◆ Written exercise
Print all of the material below line for line, without changing a single word.

*** Stored data ***

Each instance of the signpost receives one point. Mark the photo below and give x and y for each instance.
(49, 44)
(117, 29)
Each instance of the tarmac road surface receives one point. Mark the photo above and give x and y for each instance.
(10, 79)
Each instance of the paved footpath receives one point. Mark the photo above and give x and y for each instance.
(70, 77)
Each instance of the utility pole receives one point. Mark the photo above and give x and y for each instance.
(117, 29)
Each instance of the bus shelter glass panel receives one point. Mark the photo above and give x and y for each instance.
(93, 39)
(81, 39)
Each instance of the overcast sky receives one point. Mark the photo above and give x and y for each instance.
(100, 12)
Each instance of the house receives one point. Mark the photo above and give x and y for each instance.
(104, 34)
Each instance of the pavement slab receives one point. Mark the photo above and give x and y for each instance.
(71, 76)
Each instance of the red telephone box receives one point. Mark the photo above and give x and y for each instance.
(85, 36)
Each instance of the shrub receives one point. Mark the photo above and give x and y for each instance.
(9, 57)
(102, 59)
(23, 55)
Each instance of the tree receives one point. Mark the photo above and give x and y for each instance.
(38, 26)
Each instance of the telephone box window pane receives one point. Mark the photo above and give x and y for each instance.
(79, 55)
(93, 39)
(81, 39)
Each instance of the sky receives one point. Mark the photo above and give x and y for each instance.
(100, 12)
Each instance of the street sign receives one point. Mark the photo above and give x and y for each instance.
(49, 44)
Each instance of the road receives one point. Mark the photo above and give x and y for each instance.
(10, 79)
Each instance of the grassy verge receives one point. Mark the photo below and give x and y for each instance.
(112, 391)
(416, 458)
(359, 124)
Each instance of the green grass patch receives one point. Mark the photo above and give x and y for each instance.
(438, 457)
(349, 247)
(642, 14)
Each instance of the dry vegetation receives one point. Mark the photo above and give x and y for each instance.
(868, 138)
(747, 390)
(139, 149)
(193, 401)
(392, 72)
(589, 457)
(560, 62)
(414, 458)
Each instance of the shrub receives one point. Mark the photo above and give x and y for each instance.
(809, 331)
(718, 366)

***

◆ Result for this exercise
Each instance of the signpost receives one point. Mark the photo below and give x and y for each instance.
(49, 44)
(117, 29)
Each instance of the tarmac road surface receives one point. Mark the photo above and give x and y for each instance.
(10, 79)
Each instance of the paved footpath receives one point. Mark the photo above and give x and y for each instance.
(70, 77)
Each instance of the utility pole receives one point. Mark the photo above and give x and y for each instance.
(117, 29)
Each instance of the bus shelter glass panel receives one point. Mark the photo above and give x and y for each instance.
(93, 39)
(81, 39)
Each instance of the overcast sky receives one point. Mark the photo above and give x and y for each instance.
(100, 12)
Each instance of the house receives one point. Mark the photo above and give x and y for each instance.
(104, 34)
Each instance of the pavement slab receives one point. Mark the photo above and give x and y for each instance.
(71, 76)
Each instance of the red telephone box receives one point. Mark the photo above and give x and y for each instance.
(85, 36)
Each instance of the shrub receives one point. Mark the photo above and give x and y for each instance.
(9, 57)
(102, 59)
(23, 55)
Each instance of the tree receives one point. Mark the photo above and give x and y for each instance.
(38, 26)
Each instance of the telephone box window pane receives one point. Mark the photo above and give x and y for each instance.
(79, 55)
(93, 39)
(81, 39)
Each instance of the sky receives one point. Mark the photo above and give x and y for each instance.
(100, 12)
Each instance of the street sign receives one point. Mark the photo above and give x and y for each instance.
(49, 44)
Each instance of the road receives one point. Mark the photo above and give x and y for each instance.
(10, 79)
Each instance of the grassy verge receives one point. Mark the photo below and give x and y for each instance.
(112, 391)
(416, 458)
(359, 124)
Each instance of the green grass patch receives one point. Mark the photo above and give x and y for each instance.
(438, 457)
(349, 247)
(642, 14)
Each instance of the dry vegetation receives one point. Mark the photo above and give x and y for each instance.
(868, 138)
(747, 390)
(139, 149)
(193, 401)
(392, 72)
(589, 457)
(560, 62)
(414, 458)
Each instance of the shrub receives one point. Mark the photo above and give x and y for each instance.
(809, 331)
(718, 366)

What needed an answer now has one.